▶ [本文]:
--

マウスというポインティングデバイスは、本当によく考えられていると、つくづく思う。まず、何がすごいといって、発想された当初は、扱うパソコンの画面も小さく、今とはまったく異なった環境だったというのに、今もなお、当初のアイデアに一切変更が加えられず、実用品として使えているということ。もちろん、細部の進化はものすごいし、無線化やボタンの配置など、使い勝手の向上へのアイデアは次々と実現されている。

しかし、例えば、ノートパソコンに付いているトラックパッドやアキュポイントのようなポインティングデバイスの場合、専用に作られたデバイスだけあって、ノートパソコン以外の環境に組み込んでも、今一つ、その機能を十全には発揮できない。ポインティングデバイスというモノは、基本的にはそういうものだと思うのだ。環境に合わせて作られたものが、もっとも使いやすくて当たり前的なデバイス。

ところが、マウスはそうではなかったというのが、すごいと思うのだけど、しかしマウスの「相対座標」という考え方は、慣れないと直感的に使うのは難しい。私たちは、もう忘れてしまったけれど、マウスの、一旦浮かせて再び転がすといった操作は、あまりコンピュータ的ではなく、かといってアナログの世界にはあまりない操作だった。

そして、現在、画面に直接触れて操作することができるようになって、ポインティングデバイスというモノ自体がレガシーアイテムになりそうなムードもあるけれど、しかし「指」というのは、ポインティングデバイスとしては、あまりにも曖昧というか、「ここ」という一点を指し示すのに向かないため、タブレットやスマホならともかく、パソコンの操作においての実用性は低いのだ。スタイラスペンも、どちらかというと線を描くアイテムであって、ポインティングデバイスとして使いやすいかというと、それは違う。何より、ドラッグ&ドロップ的な操作が、決定的に弱い(とりあえず、現時点では)。

●トラックボールも進化し挑戦する

そう考えると、マウス的な操作感と絶対座標で操作できるため直感的に動かせるという意味で、「トラックボール」というのは、かなり優秀なポインティングデバイスではないかと思うのだ。特に、画面上のオペレーションに限定すれば、マウスと比べても引けを取らない気がする。というようなことを、ロジクールの「ロジクール ワイヤレストラックボール MX ERGO」を使いながら考えた。実際、置きっ放しで動かさずに使えるトラックボールというのは、マウスに比べて、かなり操作に使う体力が少なくて済むし、狭い机の上でも、どうかすると膝の上でだって操作できるというのは、とてもありがたい。絶対座標で動いているのも動作として分かりやすい。

--

位置特定エントリ
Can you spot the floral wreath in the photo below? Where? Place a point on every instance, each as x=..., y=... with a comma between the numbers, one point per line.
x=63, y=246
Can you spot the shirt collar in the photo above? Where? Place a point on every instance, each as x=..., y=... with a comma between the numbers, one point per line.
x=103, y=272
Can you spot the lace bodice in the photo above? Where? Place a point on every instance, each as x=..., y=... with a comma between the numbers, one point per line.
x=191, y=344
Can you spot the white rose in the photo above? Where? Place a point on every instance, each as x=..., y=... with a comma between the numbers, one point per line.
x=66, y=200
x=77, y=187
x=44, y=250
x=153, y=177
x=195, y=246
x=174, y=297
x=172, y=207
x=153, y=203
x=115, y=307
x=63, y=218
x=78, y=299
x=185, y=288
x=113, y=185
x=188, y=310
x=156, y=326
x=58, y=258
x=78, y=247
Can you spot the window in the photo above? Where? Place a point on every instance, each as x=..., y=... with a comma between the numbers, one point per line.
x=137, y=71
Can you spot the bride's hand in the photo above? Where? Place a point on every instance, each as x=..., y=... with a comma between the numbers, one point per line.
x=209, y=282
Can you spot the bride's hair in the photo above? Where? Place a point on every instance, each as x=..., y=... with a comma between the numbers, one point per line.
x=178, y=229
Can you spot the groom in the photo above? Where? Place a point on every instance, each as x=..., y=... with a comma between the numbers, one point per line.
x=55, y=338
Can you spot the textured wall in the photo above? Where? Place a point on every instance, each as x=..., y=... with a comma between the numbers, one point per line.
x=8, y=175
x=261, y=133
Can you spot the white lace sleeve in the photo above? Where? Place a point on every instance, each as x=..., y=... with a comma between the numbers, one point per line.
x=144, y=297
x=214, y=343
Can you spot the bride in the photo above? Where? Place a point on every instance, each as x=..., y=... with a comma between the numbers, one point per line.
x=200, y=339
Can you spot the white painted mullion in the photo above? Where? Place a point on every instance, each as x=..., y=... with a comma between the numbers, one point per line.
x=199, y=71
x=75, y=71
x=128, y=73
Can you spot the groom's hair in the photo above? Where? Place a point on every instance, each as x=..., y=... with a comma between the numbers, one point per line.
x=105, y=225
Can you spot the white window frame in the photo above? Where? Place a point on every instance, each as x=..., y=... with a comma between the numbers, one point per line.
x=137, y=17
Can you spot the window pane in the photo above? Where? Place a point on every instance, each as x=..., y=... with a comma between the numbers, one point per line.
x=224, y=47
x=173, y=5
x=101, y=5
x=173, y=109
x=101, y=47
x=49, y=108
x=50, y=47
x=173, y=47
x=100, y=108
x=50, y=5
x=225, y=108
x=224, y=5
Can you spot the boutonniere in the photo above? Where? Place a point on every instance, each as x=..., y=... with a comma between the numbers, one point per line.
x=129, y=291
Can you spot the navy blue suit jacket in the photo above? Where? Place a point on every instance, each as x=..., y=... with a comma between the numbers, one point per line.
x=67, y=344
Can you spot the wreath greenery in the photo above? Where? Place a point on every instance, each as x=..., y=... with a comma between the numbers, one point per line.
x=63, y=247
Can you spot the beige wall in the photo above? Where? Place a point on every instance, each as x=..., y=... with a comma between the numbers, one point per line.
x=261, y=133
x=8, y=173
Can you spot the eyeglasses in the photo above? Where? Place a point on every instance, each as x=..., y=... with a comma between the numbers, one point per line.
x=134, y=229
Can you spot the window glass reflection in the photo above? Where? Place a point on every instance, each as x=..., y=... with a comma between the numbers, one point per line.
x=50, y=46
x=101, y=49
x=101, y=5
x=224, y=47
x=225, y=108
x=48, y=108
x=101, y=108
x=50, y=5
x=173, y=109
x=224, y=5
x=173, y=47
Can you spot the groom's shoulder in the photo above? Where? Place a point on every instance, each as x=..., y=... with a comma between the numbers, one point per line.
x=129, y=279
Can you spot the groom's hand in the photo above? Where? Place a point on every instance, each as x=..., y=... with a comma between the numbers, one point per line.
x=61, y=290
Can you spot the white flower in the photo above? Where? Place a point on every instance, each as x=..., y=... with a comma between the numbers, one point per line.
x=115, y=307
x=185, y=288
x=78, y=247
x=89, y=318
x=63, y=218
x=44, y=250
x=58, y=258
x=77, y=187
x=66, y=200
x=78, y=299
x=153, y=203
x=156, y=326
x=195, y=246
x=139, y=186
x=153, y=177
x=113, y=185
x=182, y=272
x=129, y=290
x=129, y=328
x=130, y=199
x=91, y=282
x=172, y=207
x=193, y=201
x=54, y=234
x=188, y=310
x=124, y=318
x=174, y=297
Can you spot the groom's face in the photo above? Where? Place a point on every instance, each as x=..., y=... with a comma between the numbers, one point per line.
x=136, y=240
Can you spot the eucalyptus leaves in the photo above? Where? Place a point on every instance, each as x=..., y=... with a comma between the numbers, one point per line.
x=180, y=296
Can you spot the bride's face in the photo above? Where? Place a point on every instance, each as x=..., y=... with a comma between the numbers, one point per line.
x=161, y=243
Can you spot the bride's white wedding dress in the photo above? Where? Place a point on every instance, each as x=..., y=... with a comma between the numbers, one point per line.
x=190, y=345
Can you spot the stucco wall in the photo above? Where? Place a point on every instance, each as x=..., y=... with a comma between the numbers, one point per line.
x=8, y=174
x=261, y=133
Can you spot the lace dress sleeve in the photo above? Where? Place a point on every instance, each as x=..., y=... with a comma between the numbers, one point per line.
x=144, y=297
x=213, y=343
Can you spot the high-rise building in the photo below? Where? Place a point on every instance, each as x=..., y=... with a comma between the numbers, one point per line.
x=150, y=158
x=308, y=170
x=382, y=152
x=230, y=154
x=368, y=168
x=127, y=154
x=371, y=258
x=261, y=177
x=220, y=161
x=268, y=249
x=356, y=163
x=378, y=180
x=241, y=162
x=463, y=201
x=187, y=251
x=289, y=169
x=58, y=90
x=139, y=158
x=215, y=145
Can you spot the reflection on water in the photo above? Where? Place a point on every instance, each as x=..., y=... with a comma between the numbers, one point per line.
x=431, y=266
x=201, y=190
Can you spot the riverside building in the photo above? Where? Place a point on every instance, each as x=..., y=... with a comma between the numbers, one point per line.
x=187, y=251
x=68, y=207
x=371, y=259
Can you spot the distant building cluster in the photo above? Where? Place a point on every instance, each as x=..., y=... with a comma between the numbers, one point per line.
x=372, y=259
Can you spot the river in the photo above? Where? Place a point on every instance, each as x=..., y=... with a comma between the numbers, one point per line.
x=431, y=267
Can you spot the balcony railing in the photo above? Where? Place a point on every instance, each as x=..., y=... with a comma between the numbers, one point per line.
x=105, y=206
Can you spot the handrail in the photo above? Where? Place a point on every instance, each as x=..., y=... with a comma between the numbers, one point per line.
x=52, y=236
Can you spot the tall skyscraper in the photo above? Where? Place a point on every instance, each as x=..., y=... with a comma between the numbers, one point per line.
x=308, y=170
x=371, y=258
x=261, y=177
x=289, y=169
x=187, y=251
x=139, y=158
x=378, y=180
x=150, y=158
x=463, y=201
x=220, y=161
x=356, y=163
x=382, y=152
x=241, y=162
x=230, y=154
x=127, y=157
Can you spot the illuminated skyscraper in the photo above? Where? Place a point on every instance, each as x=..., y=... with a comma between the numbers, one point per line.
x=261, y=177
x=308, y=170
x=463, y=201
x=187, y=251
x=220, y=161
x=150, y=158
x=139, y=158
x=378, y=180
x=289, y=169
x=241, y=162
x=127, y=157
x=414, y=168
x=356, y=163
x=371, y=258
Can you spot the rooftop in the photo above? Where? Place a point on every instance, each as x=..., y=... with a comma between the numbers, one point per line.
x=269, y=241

--

▶ [取り組む課題]:
**A)** マウスとトラックボールの文章について答えてください。
(i) ノートパソコンに付いているポインティングデバイスの例として挙げられているものは何ですか?
(ii) スタイラスペンは、どちらかというと何をするアイテムだとされていますか?
(iii) 使いながら考えたとされている製品の名前は何ですか?
**B)** マウスとトラックボールの文章の続きを、最後の文の後から書き進めてください。

▶ [課題別の解答]:
**A)**
(i) トラックパッドやアキュポイント
(ii) 線を描くアイテム
(iii) ロジクールの「ロジクール ワイヤレストラックボール MX ERGO」

**B)**
この「ロジクール ワイヤレストラックボール MX ERGO」、名作「MX」シリーズのマウスで、その技術には信用があるロジクールが満を持して発表した「MX」の名を冠した製品だけあって、すさまじく挑戦的な製品でもあるのだ。いや、良く考えられているのだけど、いきなりマウスの代わりにするには、ちょっと慣れとコツが必要な製品だ。まず、慣れない内は、その形状がマウスに似過ぎていて、手にすると、ついマウスのように動かそうとしてしまう。これはもう慣れるしかないのだけど、マウスより少し大きな筐体は、手を被せた時のカーブが快適過ぎて、そのまま動かせるような気がしてしまう。それだけ造形が良くできているということでもあるのだけど(写真02)。

マウスのように持って、親指でトラックボールを操作し、人さし指で左クリック、中指で右クリック、というのが基本姿勢(写真03)。さらに、人さし指で操作できるホイールがついている。このあたりのボタンはMXシリーズを踏襲している。細部のボタン位置が微妙に違うので、MXシリーズの上位機種に慣れている人ほど混乱しそうだが、Macのマウスに慣れた身だと、ボタンで混乱することはない。むしろ、そのたくさんのボタンを使いこなせなくて悲しかったりする(写真04)。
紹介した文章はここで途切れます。